> [Tugas Latihan]
A) Jelaskan dalam satu sampai tiga kalimat mengapa kritikan Duta Besar Ukraina disoroti menurut berita tentang surat terbuka kepada Presiden Jokowi.
B) Menurut berita tentang surat terbuka Duta Besar Ukraina kepada Presiden Jokowi, di mana KTT G20 diselenggarakan?
C) Teruskan berita tentang surat terbuka Duta Besar Ukraina kepada Presiden Jokowi mulai dari bagian setelah kalimat terakhirnya.
-------- Teks Kajian
Duta Besar Ukraina Marahi Presiden Jokowi di Jakarta, Indonesia Dituding Buat Kompromi Memalukan - Halaman all
Editor: Frans Krowin

POS-KUPANG.COM - Duta Besar Ukraina untuk Indonesia dikabarkan marah atas sikap Presiden Jokowi yang tak tegas merespon invasi Rusia ke Ukraina.
Sang Duta Besar itu pun melayangkan surat terbuka kepada Presiden Jokowi. Dalam surat tersebut ia melontarkan kritikan tajam pada Indonesia.
Kritikan itu disoroti karena Indonesia menolak memberikan sanksi pada Rusia atas agresi militer yang diperintahkan Presiden Vladimir Putin.
Penolakan sanksi oleh Indonesia itu mendapat respon samar lainnya pada aksi Rusia
Bahkan Duta Besar Ukraina untuk Indonesia itu menyebut Indonesia kini telah membangun kompromi yang busuk.
Untuk diketahui, pada Oktober 2022 mendatang, Indonesia menjadi tuan rumah pelaksaan KTT G20.
Untuk momen itulah saat ini Indonesia sedang melakukan berbagai persiapan di lokasi berlangsungnya acara tersebut.
Panji berwarna maroon bertuliskan slogan "Pulihkan Bersama, Pulihkan Lebih Kuat" berjejer di bilangan jalan bebas hambatan.
Slogan-slogan itu dideretkan pada ruas jalan yang akan membawa para pemimpin dan delegasi dunia itu dari bandara Bali menuju Nusa Dua, tempat KTT G20 itu diselenggarakan.
Sementara pemandangan lainnya memperlihatkan para kru sibuk mendandani rute tersebut.
----------------
-------- Materi yang Diberikan
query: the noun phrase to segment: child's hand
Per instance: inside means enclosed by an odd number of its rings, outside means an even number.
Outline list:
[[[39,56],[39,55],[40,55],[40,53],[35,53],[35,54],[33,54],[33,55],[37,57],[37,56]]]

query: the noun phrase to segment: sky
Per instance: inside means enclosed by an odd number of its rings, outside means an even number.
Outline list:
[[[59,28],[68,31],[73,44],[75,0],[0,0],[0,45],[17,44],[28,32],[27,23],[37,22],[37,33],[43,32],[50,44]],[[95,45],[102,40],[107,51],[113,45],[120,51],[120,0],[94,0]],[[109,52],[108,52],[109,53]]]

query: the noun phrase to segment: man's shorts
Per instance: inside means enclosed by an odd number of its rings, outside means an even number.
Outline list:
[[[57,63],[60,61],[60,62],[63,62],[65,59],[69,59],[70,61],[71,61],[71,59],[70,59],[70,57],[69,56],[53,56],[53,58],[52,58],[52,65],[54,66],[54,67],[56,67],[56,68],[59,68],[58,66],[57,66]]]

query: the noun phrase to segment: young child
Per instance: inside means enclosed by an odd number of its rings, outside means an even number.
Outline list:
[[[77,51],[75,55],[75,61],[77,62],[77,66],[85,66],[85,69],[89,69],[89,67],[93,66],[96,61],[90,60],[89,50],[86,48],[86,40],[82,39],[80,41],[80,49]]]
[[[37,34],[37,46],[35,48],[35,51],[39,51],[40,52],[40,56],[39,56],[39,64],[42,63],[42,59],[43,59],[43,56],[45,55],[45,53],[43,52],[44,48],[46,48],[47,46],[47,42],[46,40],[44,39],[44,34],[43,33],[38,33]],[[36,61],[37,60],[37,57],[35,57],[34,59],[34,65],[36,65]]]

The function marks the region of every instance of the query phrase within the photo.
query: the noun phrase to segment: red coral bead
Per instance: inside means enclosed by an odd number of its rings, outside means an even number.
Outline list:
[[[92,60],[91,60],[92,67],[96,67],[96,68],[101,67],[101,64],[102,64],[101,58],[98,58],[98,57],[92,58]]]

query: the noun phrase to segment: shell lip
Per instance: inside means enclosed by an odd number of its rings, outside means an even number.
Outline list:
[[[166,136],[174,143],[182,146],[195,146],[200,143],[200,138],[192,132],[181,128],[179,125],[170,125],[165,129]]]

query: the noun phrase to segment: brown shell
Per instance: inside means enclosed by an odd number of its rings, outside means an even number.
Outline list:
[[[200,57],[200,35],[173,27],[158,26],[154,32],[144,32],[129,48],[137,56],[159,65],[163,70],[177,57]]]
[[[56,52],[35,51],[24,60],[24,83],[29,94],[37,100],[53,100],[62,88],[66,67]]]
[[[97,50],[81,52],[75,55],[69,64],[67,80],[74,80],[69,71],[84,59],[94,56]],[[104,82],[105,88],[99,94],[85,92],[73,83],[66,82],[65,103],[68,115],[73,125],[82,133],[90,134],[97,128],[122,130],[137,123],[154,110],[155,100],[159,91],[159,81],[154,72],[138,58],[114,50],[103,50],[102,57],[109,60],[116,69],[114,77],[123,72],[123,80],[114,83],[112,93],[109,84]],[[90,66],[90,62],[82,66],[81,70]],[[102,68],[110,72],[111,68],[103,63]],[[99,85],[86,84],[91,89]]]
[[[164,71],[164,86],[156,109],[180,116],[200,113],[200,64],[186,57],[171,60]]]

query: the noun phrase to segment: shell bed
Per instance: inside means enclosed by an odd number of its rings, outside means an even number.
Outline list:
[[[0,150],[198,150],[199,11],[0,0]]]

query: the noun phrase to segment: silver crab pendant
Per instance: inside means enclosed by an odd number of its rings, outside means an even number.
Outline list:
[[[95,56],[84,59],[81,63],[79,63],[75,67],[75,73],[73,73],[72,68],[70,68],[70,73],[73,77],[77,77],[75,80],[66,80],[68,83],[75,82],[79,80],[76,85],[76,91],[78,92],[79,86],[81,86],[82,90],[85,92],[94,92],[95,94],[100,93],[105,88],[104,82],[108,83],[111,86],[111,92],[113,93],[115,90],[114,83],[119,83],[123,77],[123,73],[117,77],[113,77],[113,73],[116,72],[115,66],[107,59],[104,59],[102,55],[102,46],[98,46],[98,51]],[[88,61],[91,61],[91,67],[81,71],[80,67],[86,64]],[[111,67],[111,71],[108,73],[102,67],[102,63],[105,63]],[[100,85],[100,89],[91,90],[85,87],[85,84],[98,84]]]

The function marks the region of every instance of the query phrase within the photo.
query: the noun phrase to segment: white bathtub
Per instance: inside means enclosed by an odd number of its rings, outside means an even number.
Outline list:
----------------
> [Jawaban Tugas]
A) Kritikan itu disoroti karena Indonesia menolak memberikan sanksi pada Rusia atas agresi militer yang diperintahkan Presiden Vladimir Putin.

B) KTT G20 diselenggarakan di Nusa Dua.

C)
Apa yang dilakukan kru tersebut sama seperti yang dilakukan untuk konferensi World Bank-IMF, beberapa tahun lalu.
Melansir Asia Times, semua persiapan itu dilakukan Indonesia dengan baik. Sebab agenda KTT G20 semakin dekat.
Meski jadwalnya masih 7 bulan lagi, tapi Presiden Jokowi menginginkan agar semuanya harus disiapkan mulai sekarang.
Sebab KTT G20 dianggap sebagai kemajuan negara dan tonggak sejarah pada masa kepemimpinannya.
Namun fakta di dunia internasional saat ini memperlihatkan dua hal yang sangat kontras antara satu sama lain.
Fakta kontras itu, adalah di satu sisi Indonesia sibuk mendandani tempat yang akan dilangsungkan acara KTT G20.
Sementara di sisi lain, Rusia gencar melakukan invasi ke Ukraina. Dan, Indonesia tak memperlihat sikap pro kemanusiaan atas peperangan itu.
Ketika seluruh dunia mengecam dan mengutuk tindakan Presiden Rusia Vladimir Putin atas agresi milter tersebut, Indonesia justeru memilih diam.
Sikap Indonesia tersebut tentunya memperlihatkan Presiden Jokowi seakan berada di persimpangan jalan.
Pasalnya, negara-negara yang ikut dalam KTT G20 itu, satu di antaranya adalah Presiden Rusia, Vladimir Putin.
Selain itu, akan hadir pula Presiden AS (Amerika Serikat) Joe Biden. Disinilah letak persoalannya.
Jika Presiden Jokowi mengundan Vladimir Putin, maka secara otomatis Presiden Joe Biden bersama 15 pemimpin negara lainnya tentu tak akan mungkin hadir.

Kepala-kepala negara tersebut bisa dipastikan memilih untuk tidak datang. Karena mereka tak suka berada satu ruangan dengan pemimpin yang dianggap sebagai penjahat perang.
Berikutnya, jika KTT itu tanpa Putin dan delegasi Rusia, maka akan ada kemungkinan China dan India memboikot pertemuan itu.
Baik China maupun India adalah dua dari 23 negara yang abstain dalam pemungutan suara di PBB terkait pengecaman terhadap Rusia atas serangannya ke Ukraina.
Atas fakta itulah sehingga saat ini Presiden Jokowi tetap memilih bersikap netral terhadap serangan Rusia ke Ukraina.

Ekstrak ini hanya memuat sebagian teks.